* **Provided text**:
+ + + +

Dabengwa told Southern Eye that the ruling Zanu-PF already had an upper hand, with State machinery at its disposal, amid reports that they had also deployed over 5 000 State security agents to rural areas as its campaign managers.

President Emmerson Mnangagwa on Wednesday proclaimed July 30, as the date for elections.

"I do not think that the playing field is level for the elections. I am yet to see the new amendments that have been made to the electoral law. I do not know whether they cover most of the issues of concern to us, such as access to the media - the government media - which is radio, television, and, of course, coverage by government newspapers," he said.

"We still have over 5 000 army personnel deployed as commissars mainly in the rural areas for campaigning for the ruling party. We still have a number of security personnel in the Zimbabwe Electoral Commission [Zec]. They are still there, we have a number of army and [Central Intelligence Organisation] CIO operatives in control of Zec."

Dabengwa in the past elections has raised the red flag over the stuffing of the voters' roll with names of dead people and those over 100 years old which he claimed were used by former President Robert Mugabe's administration to rig elections.

On the current voters' roll Dabengwa said he is satisfied with it, although the verification exercise is still pending.

"If there are any people who would have died after registration people will be in a position to have the names removed from the roll. I think any dead person who appears on the current voters' roll would have died after registering recently," he said.

Zanu-PF spokesperson Simon Khaya Moyo yesterday declined to comment on the allegations.

"I have no comment, just put it that way, I have no comment," he said. The ruling party has previously denied allegations that it had deployed the military to the rural areas campaign for Zanu-PF candidates.

+ + + +

(Point annotation records)
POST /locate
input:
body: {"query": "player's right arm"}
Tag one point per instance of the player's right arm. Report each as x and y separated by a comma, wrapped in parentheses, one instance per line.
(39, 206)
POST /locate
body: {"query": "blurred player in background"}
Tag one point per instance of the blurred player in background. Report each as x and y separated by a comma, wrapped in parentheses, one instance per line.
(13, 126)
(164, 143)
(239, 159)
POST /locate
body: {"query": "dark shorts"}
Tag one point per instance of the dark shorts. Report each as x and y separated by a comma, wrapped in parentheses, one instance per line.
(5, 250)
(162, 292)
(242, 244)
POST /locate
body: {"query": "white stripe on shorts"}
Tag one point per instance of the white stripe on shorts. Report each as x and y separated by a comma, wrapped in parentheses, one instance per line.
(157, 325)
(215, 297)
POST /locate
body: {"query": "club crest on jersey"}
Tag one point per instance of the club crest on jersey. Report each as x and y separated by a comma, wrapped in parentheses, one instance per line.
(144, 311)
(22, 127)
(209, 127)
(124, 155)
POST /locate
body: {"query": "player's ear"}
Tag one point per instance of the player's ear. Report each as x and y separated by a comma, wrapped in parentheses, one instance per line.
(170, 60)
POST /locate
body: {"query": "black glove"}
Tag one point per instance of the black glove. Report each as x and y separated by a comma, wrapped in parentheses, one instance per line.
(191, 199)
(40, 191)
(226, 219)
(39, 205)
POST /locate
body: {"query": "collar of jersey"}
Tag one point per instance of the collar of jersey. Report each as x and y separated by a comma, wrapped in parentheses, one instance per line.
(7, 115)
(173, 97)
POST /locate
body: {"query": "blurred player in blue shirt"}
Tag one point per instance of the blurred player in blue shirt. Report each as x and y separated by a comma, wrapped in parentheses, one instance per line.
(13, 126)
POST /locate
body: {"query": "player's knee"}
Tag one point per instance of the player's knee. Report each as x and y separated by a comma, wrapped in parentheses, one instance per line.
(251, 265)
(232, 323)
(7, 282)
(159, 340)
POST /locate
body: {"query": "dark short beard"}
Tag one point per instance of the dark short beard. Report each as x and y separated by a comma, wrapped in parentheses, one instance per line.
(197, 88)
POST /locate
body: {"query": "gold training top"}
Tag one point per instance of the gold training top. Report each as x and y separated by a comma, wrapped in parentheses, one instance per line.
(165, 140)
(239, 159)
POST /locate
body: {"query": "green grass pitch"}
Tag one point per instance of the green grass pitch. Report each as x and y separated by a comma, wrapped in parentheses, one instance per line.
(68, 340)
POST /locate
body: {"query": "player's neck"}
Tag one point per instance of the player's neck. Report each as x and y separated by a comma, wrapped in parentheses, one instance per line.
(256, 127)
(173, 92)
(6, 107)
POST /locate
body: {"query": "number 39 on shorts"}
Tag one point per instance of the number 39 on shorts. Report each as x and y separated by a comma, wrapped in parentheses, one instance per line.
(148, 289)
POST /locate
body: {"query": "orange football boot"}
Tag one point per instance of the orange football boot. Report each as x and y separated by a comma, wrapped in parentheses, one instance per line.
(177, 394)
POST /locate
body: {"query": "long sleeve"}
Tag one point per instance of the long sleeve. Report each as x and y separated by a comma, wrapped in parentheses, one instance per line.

+ + + +

* **Written tasks**:
**a)** Sum up the article in two sentences.
**b)** Quote the stretch of the article from "Dabengwa told Southern" through "date for elections.".
**c)** According to the article, what date did President Emmerson Mnangagwa proclaim for the elections?
These rows have nothing to do with the article.

* **Exercise solutions**:
**a)** Dabengwa said the playing field is not level for the elections, which President Emmerson Mnangagwa set for July 30. He pointed to Zanu-PF having State machinery at its disposal, over 5 000 army personnel deployed in rural areas to campaign for the ruling party, and army and CIO operatives in control of Zec, though he said he is satisfied with the current voters' roll, and Zanu-PF spokesperson Simon Khaya Moyo declined to comment.

**b)**
Dabengwa told Southern Eye that the ruling Zanu-PF already had an upper hand, with State machinery at its disposal, amid reports that they had also deployed over 5 000 State security agents to rural areas as its campaign managers.

President Emmerson Mnangagwa on Wednesday proclaimed July 30, as the date for elections.

**c)** July 30.